Data items:
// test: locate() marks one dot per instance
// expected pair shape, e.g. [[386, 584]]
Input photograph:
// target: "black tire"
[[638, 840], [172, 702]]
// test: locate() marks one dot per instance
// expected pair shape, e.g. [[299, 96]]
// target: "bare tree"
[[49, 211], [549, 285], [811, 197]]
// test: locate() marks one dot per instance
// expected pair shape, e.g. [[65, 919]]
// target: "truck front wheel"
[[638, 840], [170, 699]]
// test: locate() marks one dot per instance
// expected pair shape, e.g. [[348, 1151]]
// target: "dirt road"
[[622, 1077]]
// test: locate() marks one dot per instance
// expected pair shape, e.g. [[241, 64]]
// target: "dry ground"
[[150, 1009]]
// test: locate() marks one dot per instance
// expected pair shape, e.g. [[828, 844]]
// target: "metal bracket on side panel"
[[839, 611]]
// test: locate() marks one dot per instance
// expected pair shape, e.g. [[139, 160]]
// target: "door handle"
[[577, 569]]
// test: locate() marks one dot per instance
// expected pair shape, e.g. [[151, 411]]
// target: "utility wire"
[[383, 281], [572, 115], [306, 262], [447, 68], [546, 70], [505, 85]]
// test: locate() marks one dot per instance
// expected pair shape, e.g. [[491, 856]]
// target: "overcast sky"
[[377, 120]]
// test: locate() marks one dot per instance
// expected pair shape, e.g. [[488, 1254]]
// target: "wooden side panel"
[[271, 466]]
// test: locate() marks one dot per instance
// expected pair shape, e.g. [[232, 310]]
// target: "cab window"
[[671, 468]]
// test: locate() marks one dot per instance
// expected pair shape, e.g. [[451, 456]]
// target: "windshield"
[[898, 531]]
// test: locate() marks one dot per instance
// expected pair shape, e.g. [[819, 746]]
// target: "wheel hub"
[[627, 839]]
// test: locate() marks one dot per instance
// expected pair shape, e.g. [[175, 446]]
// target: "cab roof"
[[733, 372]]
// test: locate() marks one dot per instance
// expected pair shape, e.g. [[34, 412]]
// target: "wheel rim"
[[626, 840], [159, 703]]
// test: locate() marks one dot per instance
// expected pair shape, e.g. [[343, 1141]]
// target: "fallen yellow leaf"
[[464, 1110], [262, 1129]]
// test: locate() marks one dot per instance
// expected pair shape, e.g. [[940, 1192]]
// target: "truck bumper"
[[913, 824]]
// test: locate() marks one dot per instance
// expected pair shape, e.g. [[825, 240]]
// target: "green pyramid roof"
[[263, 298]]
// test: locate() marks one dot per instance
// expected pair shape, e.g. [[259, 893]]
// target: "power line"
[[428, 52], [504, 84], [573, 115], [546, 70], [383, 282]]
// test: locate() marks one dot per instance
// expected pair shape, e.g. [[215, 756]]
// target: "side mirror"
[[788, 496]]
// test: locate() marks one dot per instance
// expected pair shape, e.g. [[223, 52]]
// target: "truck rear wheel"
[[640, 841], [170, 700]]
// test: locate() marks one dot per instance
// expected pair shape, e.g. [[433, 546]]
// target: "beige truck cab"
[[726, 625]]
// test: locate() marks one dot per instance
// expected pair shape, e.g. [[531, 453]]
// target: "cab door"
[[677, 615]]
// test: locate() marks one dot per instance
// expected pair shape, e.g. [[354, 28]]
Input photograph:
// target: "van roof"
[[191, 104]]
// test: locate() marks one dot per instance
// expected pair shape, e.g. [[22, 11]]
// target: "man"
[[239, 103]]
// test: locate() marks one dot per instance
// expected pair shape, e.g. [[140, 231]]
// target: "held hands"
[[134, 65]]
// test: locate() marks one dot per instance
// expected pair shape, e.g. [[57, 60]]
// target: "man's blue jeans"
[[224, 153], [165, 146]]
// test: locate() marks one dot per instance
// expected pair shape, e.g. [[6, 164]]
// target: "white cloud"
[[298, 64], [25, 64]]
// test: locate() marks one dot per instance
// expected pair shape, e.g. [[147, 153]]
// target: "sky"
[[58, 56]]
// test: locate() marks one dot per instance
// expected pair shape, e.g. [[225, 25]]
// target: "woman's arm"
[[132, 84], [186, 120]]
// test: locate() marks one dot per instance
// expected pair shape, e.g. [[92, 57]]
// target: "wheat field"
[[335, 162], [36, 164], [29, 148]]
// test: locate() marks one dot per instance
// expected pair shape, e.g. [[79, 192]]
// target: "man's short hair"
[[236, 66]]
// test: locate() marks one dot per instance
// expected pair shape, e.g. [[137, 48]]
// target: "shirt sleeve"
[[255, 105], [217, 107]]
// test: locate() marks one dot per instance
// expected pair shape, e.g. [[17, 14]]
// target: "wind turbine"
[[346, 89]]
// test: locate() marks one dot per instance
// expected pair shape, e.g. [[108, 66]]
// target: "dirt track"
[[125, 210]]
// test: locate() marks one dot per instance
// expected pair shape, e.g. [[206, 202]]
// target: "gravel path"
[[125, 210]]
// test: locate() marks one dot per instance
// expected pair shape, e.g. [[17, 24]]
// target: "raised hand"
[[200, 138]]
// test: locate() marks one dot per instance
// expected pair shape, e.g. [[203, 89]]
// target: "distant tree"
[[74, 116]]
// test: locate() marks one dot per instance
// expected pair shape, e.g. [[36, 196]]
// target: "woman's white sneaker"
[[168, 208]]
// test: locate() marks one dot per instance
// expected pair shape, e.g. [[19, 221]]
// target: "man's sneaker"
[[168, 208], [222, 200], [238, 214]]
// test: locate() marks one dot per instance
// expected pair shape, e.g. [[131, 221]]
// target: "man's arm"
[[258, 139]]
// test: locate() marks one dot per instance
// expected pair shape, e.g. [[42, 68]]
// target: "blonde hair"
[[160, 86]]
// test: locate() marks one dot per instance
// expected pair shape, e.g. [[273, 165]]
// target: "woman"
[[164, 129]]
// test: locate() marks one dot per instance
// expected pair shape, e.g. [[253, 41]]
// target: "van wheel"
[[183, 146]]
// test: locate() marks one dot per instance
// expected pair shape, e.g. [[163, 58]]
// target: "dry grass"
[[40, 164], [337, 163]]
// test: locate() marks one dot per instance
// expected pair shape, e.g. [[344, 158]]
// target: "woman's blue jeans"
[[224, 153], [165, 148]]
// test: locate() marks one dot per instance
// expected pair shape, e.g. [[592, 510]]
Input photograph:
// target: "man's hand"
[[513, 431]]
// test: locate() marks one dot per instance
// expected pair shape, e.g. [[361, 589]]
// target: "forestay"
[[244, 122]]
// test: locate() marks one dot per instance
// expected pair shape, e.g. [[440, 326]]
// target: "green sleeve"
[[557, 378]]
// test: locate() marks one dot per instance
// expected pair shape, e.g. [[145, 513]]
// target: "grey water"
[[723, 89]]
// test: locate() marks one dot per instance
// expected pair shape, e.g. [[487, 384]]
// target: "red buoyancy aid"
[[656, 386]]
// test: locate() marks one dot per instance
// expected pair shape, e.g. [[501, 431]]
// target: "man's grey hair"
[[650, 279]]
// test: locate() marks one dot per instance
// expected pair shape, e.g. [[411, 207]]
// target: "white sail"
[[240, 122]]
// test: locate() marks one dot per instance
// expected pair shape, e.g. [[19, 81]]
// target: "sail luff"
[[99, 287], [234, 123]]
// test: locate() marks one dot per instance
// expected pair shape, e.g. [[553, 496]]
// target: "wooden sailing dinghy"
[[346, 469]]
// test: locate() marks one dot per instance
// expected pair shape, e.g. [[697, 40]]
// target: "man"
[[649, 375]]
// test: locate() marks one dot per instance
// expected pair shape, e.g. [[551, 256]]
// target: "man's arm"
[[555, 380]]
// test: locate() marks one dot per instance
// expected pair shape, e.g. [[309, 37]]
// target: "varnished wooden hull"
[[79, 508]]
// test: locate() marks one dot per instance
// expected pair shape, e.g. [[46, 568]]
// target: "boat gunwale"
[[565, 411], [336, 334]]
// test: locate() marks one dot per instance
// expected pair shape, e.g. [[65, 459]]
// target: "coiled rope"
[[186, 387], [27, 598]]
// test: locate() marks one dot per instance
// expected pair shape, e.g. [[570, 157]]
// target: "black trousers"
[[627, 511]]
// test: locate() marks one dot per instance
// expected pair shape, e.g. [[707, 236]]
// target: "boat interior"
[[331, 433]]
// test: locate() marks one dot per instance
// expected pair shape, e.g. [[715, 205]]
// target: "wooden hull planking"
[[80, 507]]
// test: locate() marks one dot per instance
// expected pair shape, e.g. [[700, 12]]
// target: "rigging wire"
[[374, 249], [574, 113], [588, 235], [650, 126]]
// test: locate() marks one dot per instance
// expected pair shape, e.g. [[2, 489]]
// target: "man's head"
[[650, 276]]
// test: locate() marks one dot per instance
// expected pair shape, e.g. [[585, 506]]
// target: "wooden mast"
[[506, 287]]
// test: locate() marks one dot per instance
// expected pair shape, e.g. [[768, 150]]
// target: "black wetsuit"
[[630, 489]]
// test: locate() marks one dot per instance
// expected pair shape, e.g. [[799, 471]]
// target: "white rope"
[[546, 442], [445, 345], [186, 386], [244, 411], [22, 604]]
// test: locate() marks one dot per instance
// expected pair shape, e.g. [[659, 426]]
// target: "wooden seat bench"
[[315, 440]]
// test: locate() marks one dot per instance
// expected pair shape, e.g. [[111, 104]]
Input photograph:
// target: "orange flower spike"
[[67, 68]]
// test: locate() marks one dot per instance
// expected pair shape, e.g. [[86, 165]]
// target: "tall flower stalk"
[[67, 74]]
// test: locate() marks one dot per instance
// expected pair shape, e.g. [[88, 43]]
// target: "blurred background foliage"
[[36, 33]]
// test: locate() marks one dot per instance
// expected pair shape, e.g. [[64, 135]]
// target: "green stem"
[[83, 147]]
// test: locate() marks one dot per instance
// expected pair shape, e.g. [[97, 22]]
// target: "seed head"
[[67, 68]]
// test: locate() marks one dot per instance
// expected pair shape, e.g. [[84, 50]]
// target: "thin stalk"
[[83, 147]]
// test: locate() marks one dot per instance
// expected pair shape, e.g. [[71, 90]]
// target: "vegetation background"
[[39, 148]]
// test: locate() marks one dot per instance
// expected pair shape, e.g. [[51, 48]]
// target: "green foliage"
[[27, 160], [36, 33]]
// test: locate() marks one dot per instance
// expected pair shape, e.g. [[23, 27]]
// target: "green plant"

_Aim_.
In the listing, from its first line through the line containing "[[638, 840], [172, 702]]", replace "black tire" with "spare tire" and output that span with all other text unchanged.

_Task answer_.
// test: locate() marks one dot per instance
// expected pair shape, e.g. [[386, 584]]
Input photograph:
// target: "spare tire"
[[638, 840], [172, 702]]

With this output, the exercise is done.